▶ **YOUR INSTRUCTIONS**:
Omit the pictures, then reproduce every remaining record exactly.

---------- DATA ----------

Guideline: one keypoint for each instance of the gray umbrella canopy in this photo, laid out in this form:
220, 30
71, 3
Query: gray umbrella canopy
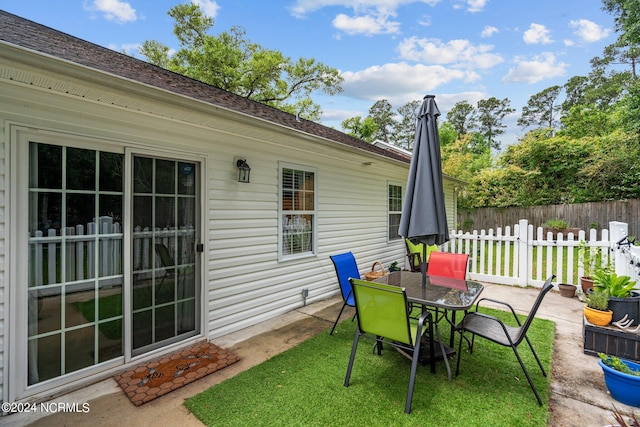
424, 216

----------

▶ **YOUR SOLUTION**:
Guideline: one keypoint for each instance of the gray umbrella canopy in this photo, laid out in this form:
220, 30
71, 3
Query: gray umbrella canopy
424, 216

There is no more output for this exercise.